- _SHORT TASK_
From the line with "Task: find the woman's ear" to the final line of the records, reproduce every line exactly and only those lines.

- _Dataset excerpt_
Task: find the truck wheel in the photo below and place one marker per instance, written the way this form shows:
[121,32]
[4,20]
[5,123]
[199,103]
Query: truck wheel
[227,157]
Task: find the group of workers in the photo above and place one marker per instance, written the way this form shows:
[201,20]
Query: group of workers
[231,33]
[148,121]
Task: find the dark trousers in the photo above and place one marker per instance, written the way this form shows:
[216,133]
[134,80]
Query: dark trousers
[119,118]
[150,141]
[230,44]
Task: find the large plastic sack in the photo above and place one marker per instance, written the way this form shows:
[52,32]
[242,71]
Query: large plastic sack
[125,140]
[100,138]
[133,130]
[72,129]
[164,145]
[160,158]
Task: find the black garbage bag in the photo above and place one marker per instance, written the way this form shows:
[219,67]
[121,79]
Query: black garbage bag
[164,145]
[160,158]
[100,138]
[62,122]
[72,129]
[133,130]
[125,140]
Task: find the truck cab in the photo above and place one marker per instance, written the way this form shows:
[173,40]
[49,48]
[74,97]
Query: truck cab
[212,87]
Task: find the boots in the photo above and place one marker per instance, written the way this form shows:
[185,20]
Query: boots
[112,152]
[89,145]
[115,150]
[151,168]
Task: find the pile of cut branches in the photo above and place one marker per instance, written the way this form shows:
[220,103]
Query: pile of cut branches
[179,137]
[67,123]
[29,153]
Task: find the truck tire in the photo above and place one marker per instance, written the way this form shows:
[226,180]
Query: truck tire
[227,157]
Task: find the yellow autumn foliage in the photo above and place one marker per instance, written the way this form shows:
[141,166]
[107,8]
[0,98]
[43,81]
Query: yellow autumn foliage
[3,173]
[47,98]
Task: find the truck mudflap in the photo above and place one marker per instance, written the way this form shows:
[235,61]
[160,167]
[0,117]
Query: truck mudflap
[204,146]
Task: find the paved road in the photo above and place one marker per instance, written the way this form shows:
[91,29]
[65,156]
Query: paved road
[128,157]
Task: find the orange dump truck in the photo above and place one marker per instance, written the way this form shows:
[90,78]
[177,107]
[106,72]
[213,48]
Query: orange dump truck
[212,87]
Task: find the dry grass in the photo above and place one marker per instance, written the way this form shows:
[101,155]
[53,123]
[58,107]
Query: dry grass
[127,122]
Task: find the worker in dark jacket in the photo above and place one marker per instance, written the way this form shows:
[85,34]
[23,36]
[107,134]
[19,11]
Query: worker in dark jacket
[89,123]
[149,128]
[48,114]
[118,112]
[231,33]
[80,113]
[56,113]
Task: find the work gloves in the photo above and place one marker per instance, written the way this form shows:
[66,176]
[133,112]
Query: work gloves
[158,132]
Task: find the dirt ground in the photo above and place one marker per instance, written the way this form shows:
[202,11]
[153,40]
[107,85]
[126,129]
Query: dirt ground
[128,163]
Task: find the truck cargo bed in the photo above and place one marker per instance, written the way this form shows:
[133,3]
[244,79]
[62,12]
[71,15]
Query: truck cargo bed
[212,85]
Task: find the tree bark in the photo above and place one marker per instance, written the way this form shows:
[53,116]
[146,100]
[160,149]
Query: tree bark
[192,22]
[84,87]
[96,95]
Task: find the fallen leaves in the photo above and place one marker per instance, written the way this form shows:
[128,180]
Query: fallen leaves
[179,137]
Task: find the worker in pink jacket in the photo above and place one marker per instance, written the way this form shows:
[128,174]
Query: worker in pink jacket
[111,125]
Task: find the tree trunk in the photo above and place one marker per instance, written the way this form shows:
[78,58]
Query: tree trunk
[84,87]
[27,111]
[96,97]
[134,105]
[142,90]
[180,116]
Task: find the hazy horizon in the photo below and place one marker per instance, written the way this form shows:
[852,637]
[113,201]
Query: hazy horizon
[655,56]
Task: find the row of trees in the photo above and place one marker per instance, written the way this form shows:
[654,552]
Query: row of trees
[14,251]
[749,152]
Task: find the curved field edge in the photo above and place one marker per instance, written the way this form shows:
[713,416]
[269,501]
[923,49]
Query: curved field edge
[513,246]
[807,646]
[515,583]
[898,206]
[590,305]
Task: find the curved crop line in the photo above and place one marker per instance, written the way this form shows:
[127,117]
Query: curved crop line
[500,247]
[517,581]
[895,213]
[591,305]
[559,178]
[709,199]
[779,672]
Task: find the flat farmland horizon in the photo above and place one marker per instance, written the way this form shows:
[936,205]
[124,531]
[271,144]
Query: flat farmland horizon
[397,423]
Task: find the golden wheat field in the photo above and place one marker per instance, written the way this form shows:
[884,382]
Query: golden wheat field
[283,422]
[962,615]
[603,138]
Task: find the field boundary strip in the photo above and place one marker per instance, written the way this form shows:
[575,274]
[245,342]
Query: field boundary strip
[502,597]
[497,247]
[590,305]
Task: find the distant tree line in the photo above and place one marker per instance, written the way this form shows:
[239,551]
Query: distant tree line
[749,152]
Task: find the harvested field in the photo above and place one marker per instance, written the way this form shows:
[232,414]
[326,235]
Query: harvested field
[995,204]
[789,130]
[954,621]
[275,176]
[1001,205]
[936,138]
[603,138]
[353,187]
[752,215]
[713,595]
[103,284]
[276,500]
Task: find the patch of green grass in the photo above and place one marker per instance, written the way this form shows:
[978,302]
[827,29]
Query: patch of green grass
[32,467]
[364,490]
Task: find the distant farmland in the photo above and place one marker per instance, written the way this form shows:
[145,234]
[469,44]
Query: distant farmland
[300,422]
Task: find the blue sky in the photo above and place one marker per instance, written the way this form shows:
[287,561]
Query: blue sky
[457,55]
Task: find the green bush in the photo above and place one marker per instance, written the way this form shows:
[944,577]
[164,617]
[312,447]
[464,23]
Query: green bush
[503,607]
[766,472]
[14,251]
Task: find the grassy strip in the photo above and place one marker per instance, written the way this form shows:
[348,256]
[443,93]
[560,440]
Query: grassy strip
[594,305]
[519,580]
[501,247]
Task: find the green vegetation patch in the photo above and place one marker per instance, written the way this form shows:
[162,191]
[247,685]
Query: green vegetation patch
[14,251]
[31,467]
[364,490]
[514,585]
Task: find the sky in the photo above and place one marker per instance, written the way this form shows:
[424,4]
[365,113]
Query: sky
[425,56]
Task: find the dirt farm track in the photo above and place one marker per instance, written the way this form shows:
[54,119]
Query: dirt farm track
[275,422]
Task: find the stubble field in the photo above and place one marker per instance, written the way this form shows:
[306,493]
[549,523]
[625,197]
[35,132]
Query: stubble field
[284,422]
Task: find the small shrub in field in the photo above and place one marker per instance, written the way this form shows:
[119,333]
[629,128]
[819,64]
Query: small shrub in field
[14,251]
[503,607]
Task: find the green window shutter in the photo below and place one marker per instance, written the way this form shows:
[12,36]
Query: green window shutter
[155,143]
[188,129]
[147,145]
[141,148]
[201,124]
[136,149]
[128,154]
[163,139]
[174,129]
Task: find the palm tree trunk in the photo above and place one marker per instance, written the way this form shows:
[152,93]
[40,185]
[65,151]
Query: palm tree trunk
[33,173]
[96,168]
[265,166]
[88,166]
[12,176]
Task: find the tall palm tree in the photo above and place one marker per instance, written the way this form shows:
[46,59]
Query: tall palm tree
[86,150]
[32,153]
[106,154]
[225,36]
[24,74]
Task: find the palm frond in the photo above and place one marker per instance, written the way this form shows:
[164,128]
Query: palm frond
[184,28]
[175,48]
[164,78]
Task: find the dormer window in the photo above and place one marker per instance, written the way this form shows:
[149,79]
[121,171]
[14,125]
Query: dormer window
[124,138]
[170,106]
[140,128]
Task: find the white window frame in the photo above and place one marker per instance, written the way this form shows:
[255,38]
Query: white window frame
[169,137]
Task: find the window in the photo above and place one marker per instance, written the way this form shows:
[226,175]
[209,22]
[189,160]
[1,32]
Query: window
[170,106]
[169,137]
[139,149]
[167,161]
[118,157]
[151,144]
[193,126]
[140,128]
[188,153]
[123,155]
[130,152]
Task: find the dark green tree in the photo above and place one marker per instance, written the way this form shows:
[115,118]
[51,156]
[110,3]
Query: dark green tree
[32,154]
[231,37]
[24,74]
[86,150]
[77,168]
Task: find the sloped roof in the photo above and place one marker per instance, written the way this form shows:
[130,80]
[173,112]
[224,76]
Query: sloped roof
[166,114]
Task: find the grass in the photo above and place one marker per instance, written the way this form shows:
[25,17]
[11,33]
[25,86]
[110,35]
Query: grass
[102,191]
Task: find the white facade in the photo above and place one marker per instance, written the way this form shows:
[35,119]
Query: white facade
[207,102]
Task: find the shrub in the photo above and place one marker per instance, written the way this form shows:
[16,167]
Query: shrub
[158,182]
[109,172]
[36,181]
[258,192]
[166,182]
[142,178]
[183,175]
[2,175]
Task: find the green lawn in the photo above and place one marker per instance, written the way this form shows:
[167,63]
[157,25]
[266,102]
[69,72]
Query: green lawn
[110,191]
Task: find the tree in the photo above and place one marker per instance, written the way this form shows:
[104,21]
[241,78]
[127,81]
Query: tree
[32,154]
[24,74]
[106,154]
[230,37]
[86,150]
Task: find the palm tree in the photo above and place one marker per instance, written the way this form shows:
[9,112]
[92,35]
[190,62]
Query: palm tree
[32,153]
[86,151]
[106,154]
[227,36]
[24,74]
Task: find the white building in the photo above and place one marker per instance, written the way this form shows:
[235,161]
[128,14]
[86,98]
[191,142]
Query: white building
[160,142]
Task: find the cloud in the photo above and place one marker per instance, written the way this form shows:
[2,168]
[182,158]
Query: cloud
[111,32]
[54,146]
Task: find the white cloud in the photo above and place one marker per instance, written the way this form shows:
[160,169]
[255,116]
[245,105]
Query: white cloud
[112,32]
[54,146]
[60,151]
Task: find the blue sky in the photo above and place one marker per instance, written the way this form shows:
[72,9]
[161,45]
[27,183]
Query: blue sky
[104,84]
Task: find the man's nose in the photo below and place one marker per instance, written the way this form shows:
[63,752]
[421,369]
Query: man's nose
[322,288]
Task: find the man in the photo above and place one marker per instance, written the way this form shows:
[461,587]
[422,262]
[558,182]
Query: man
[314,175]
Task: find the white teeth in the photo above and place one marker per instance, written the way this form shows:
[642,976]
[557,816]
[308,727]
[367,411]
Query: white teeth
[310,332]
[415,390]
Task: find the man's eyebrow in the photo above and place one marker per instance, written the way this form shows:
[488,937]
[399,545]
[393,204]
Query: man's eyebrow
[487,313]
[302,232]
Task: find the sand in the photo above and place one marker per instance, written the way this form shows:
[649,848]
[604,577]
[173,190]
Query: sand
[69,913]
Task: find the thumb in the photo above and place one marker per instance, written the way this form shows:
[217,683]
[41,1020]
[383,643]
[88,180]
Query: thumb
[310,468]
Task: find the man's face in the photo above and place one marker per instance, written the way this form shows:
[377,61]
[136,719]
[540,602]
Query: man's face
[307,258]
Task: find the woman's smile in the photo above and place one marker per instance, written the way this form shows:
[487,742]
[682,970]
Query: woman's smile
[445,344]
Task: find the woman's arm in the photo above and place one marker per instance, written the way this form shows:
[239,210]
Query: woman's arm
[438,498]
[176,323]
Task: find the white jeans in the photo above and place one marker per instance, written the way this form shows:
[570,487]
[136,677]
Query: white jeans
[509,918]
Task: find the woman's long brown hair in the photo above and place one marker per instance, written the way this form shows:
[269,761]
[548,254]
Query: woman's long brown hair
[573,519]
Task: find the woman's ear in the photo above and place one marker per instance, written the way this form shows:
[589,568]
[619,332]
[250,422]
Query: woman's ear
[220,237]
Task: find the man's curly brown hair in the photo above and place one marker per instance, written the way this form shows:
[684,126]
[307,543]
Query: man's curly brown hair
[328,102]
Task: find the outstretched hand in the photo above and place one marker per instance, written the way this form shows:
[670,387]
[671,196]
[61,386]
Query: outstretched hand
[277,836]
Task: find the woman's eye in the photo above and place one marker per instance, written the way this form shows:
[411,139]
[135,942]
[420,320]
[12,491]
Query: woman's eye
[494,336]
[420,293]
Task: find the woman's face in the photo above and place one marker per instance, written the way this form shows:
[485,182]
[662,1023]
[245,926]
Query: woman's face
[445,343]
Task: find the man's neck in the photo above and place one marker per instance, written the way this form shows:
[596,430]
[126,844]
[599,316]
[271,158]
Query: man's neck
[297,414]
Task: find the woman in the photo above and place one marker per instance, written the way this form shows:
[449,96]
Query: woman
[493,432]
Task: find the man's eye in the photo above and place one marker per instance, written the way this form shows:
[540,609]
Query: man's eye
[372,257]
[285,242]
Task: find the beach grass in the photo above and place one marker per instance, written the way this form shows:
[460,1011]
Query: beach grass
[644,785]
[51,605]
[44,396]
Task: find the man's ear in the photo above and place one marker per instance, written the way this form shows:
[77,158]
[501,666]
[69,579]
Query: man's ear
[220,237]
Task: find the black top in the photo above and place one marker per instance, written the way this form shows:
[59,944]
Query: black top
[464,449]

- _RESULT FOR THIS EXERCISE_
Task: find the woman's ear in the photo above and place one marker per instance, written the way this form shows:
[589,568]
[619,332]
[250,422]
Query: woman's ear
[220,237]
Task: find the man's curly brown hair in the photo above and place one marker per instance, written the way this form shows:
[684,126]
[307,543]
Query: man's curly brown hair
[328,102]
Task: find the outstretched hand in the photo above and place one marker per instance, written the way this form shows:
[670,387]
[671,196]
[61,386]
Query: outstretched hand
[277,836]
Task: find the woman's eye in the photo above and place one marker per instance, written the way this form shows:
[411,139]
[135,942]
[420,320]
[12,491]
Query: woman's eye
[494,336]
[420,293]
Task: find the woman's face in the photo above and place one marker per instance, written the way this form shows:
[485,182]
[662,1023]
[245,926]
Query: woman's face
[445,343]
Task: find the man's neck in the photo above and place one marker per instance, written the way this form shows:
[596,430]
[126,844]
[599,316]
[271,158]
Query: man's neck
[297,414]
Task: find the woman in the photo above and place one marker per instance, written the way this form shows:
[449,96]
Query: woman
[493,432]
Task: find the man's eye in the photo above and place one marker per instance, written the way this form shows:
[540,609]
Query: man's eye
[372,257]
[285,242]
Task: find the beach grass in the photo above and place one marker per instance, written the way this form shows:
[460,1011]
Query: beach grass
[644,785]
[51,605]
[44,396]
Task: find the man's ear in the photo above and place one marker per instance, written the way this form shows:
[77,158]
[501,666]
[69,579]
Query: man's ear
[220,237]
Task: find the black top in the photo above and place one marker per instance, written the way this form shows:
[59,944]
Query: black top
[464,449]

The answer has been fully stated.